__Exercises to complete__:
1. Answer these questions from the article on the charity prosecution:
(a) How long had Ashleigh been working for the charity when she was asked to visit Dixon?
(b) Where was Dixon detained?
(c) Under which legal provision is the charity accused of failing to protect Ashleigh?
2. Using the article on the charity prosecution, explain in one to three sentences why the Health and Safety Executive is taking Mental Health Matters to court.
3. Translate this sentence from the article on the charity prosecution into French: "Dixon was detained indefinitely at a high security hospital, after admitting manslaughter before a judge at Newcastle Crown Court, in 2007."

=== Page extract ===

Charity bosses face court
Apr 18 2009 by Paul James, The Journal
CHARITY bosses who sent tragic care worker Ashleigh Ewing to the home of her killer are to be prosecuted.
The Health and Safety Executive (HSE) announced yesterday it would be taking Mental Health Matters to court for alleged failings which cost the 22-year-old her life.
Inexperienced Ashleigh was fatefully sent to the home of paranoid schizophrenic Ronald Dixon, alone, on May 19, 2006. Dixon flipped when the trainee support worker, handed him a letter ordering him to pay for damage he had caused to his flat, on behalf of the Sunderland-based charity, she worked for.
Ashleigh, of Hebburn, South Tyneside, never stood a chance as Dixon launched a savage attack, stabbing her 35 times with four kitchen knives and a pair of scissors. His knife assault was so frenzied one of the blades even snapped off and was embedded in her body.
Dixon was detained indefinitely at a high security hospital, after admitting manslaughter before a judge at Newcastle Crown Court, in 2007.
But Ashleigh’s parents have continued to question why their beloved daughter was sent to her killer’s home, on Eighth Avenue, Heaton, with no training or back-up and when she had no idea how dangerous Dixon was.
Graduate, Ashleigh, had only been working for the charity for six months, when she was asked to visit Dixon.
Despite others in the mental health system knowing his behaviour was becoming more erratic – and that he had threatened to kill someone if he did not take his medication – Ashleigh was not told he had a violent, dangerous past. Following its own investigation into the circumstances surrounding Ashleigh’s death the HSE has now said it is prosecuting Mental Health Matters for an alleged breach of health and safety law.
The charity is accused of failing to protect Ashleigh, under Section 2 (1) of the Health and Safety at Work Act, which states: “It shall be the duty of every employer to ensure, so far as it reasonably practicable, the health, safety and welfare at work of all of his employees.”
A HSE statement said: “The Health and Safety Executive (HSE) is prosecuting Mental Health Matters for an alleged breach of health and safety law following its investigation into the death of a care worker in Newcastle upon Tyne on May 19, 2006.

=== Dataset excerpts ===

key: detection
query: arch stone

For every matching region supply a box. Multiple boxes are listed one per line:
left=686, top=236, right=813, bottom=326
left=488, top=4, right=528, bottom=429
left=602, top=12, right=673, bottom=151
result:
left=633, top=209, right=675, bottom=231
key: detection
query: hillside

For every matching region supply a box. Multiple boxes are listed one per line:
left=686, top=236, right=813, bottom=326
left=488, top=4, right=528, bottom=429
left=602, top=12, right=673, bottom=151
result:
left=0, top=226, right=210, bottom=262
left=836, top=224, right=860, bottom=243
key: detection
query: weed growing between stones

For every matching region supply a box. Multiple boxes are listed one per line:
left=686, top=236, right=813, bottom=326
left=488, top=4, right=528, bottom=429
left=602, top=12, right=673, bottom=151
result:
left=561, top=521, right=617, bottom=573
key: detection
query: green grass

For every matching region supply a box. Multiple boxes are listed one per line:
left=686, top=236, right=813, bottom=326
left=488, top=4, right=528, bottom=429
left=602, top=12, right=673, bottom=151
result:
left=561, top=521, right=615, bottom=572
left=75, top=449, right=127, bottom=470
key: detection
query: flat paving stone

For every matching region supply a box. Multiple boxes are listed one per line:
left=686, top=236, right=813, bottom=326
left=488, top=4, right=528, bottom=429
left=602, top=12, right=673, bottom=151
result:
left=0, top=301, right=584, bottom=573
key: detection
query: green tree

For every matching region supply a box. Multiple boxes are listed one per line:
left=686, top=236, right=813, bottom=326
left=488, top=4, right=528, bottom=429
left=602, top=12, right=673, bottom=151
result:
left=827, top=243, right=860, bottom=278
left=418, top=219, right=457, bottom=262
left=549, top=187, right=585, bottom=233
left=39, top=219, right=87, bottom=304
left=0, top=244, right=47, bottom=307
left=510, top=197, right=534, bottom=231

===

__Answers by item__:
1.
(a) Six months.
(b) At a high security hospital.
(c) Section 2 (1) of the Health and Safety at Work Act.

2. After its own investigation into Ashleigh's death, the Health and Safety Executive is prosecuting the charity for an alleged breach of health and safety law. The charity is accused of failing to protect Ashleigh under Section 2 (1) of the Health and Safety at Work Act. That section requires every employer to ensure, so far as is reasonably practicable, the health, safety and welfare at work of all its employees.

3. Dixon a été interné pour une durée indéterminée dans un hôpital de haute sécurité, après avoir reconnu un homicide involontaire devant un juge de la Crown Court de Newcastle, en 2007.